BEGIN Data supplied

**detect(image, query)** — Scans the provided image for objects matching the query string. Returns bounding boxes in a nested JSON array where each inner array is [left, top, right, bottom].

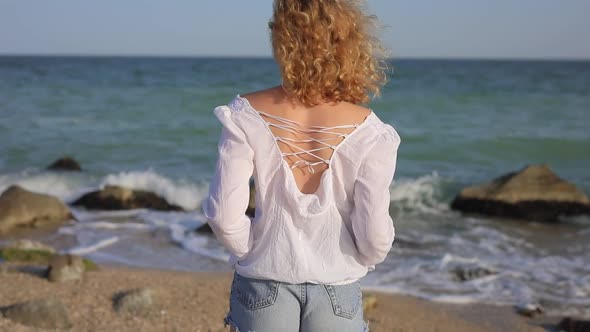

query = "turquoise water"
[[0, 57, 590, 314]]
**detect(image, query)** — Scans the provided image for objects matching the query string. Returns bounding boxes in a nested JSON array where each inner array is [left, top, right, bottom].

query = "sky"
[[0, 0, 590, 59]]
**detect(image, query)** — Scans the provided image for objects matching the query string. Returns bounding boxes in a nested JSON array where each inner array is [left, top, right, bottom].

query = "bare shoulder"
[[337, 102, 372, 120], [240, 86, 282, 108]]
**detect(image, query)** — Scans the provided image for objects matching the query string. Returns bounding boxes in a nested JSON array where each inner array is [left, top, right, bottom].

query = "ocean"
[[0, 56, 590, 316]]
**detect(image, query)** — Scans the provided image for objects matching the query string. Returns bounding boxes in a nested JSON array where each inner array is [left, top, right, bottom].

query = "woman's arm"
[[351, 124, 401, 269], [203, 106, 254, 259]]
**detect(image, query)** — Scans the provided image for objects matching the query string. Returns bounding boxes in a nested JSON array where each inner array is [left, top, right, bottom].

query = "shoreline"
[[0, 263, 561, 332]]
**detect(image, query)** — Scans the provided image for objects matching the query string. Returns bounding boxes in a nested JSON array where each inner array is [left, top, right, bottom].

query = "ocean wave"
[[99, 169, 208, 210], [389, 172, 449, 216]]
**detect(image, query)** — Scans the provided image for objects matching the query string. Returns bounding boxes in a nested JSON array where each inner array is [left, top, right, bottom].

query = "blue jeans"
[[223, 271, 369, 332]]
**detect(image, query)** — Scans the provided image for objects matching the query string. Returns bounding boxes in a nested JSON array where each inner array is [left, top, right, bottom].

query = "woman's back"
[[242, 87, 372, 194], [203, 89, 400, 285], [203, 0, 400, 331]]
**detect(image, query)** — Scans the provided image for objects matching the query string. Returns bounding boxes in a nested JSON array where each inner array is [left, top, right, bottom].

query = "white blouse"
[[203, 95, 401, 285]]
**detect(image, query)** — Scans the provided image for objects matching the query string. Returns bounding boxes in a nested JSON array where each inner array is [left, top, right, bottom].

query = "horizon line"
[[0, 52, 590, 62]]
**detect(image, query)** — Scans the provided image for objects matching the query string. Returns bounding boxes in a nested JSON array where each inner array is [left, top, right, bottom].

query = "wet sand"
[[0, 265, 554, 332]]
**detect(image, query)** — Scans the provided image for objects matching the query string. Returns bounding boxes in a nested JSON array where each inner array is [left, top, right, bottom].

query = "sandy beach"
[[0, 263, 550, 332]]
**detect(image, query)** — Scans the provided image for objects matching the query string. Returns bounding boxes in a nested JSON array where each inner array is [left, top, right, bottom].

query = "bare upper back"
[[241, 86, 371, 194]]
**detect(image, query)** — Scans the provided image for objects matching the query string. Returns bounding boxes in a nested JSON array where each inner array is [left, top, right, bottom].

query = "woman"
[[203, 0, 400, 332]]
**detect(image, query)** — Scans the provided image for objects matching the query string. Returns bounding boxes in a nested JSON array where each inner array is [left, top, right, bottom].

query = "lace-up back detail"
[[257, 111, 359, 174], [238, 96, 373, 194]]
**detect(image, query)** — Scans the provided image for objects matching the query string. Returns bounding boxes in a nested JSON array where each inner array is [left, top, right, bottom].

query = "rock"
[[196, 223, 213, 234], [451, 164, 590, 221], [558, 317, 590, 332], [47, 157, 82, 171], [113, 288, 156, 316], [8, 239, 55, 254], [363, 294, 377, 312], [0, 185, 73, 234], [2, 298, 72, 329], [72, 186, 182, 211], [0, 247, 98, 271], [452, 266, 496, 281], [515, 303, 544, 317], [47, 254, 86, 282], [0, 247, 54, 264]]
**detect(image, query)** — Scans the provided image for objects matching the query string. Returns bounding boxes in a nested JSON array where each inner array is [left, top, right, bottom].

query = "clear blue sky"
[[0, 0, 590, 59]]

END Data supplied

Except for the pictures, print the data above exactly.

* Solution for this problem
**detect(image, query)** — Scans the provided image for objects matching the query string. Returns bounding boxes in a nested JSON array where each inner array is [left, top, right, bottom].


query = "turquoise water"
[[0, 57, 590, 314]]
**detect(image, query)** — Scans the provided image for objects matching the query string. Returns bounding boxes in a nested JSON array where each inner array is [left, top, right, bottom].

query = "sky"
[[0, 0, 590, 59]]
**detect(image, query)** — Scans the provided image for objects matching the query string. Returns bounding boxes in a nested JSON array where each inner array is [left, top, right, bottom].

query = "bare shoulder"
[[337, 102, 372, 120], [240, 86, 282, 108]]
**detect(image, query)** — Scans the provided image for objects matching the query string. Returns bounding boxes in a nested JSON array where each inner array is [left, top, right, bottom].

query = "ocean"
[[0, 56, 590, 316]]
**detect(image, query)** — Scans the provided image for objects matching the query string. Returns bounding boxes in a nested JSON array where each inner array is [left, top, right, bottom].

query = "woman's arm"
[[351, 124, 401, 269], [203, 106, 254, 259]]
**detect(image, query)** — Scans the provided image for objects matching the query string. Returns bounding boxes in a nested JSON array where each inner array is [left, top, right, bottom].

query = "shoreline"
[[0, 263, 561, 332]]
**detect(image, query)** — Scans the provided image for objects matching the query string. Returns bounding boxes in a nested JSON array where each inner array is [left, top, right, bottom].

query = "ocean wave"
[[99, 169, 208, 210], [389, 172, 449, 216]]
**detect(image, query)** — Scans the provided image for objects matching the query string. Returns bounding boxes in a nested JSON array where each inner array is [left, top, right, bottom].

query = "blue jeans"
[[223, 271, 369, 332]]
**detect(image, query)** — Scans the provided image for objects matching the query string. Returns bounding boxes in a nested JSON array where each inner array is [left, top, right, bottom].

query = "woman's back"
[[242, 87, 372, 194], [203, 89, 400, 285], [203, 0, 400, 331]]
**detect(image, query)** — Scans the provided image for objects matching the query string. Returns bounding boxes in a nested JSON array where each inner array is [left, top, right, bottom].

query = "white blouse"
[[203, 95, 401, 285]]
**detect(image, query)** — Scans the provided image for objects matching the query string. Returns bounding boxes in a nested JSON array where each inner array is [left, top, right, bottom].

query = "horizon line"
[[0, 52, 590, 62]]
**detect(image, query)** — Scans the provided image for objects matching the query string. Returns bounding boxes in a nested JSON array where each inner array is [left, top, right, bottom].

query = "wet sand"
[[0, 265, 554, 332]]
**detect(image, query)** — Scans the provided image for objects matching the query string. Returns bounding boxes in a nested JSON array where each inner array is [left, top, right, bottom].

query = "sandy beach"
[[0, 263, 550, 332]]
**detect(image, query)** — Scans the provided image for objects matching the query string. Returns bounding boxes in a nested JSON array where each inner array is [left, top, right, bottom].

query = "bare upper back"
[[241, 86, 371, 194]]
**detect(image, query)** — Scans the provided image for objects matching the query string. Returns bounding boxes in a nested JSON array where each inner array is [left, top, right, bottom].

query = "woman"
[[203, 0, 400, 332]]
**detect(image, query)** — Scans the provided image for objects matching the query string. Returns bounding boxes in a nested JSON array where each inner array is [left, top, right, bottom].

query = "lace-up back detail"
[[257, 111, 359, 174], [238, 96, 373, 194]]
**detect(image, query)** — Scans the provided image for objects matching the query string. Returns bounding boxes in a nested JSON array where each inner array is [left, top, right, bottom].

query = "rock"
[[196, 223, 213, 234], [451, 164, 590, 221], [558, 317, 590, 332], [47, 157, 82, 171], [113, 288, 156, 316], [8, 239, 55, 254], [363, 294, 377, 312], [0, 185, 73, 234], [2, 298, 72, 329], [72, 186, 182, 211], [0, 247, 98, 271], [452, 266, 496, 281], [515, 303, 544, 317], [47, 254, 86, 282], [0, 247, 54, 264]]
**detect(image, query)** — Scans the provided image for objects matching the query string. Returns bounding boxes in a nested JSON array where each inner array is [left, top, right, bottom].

query = "clear blue sky"
[[0, 0, 590, 59]]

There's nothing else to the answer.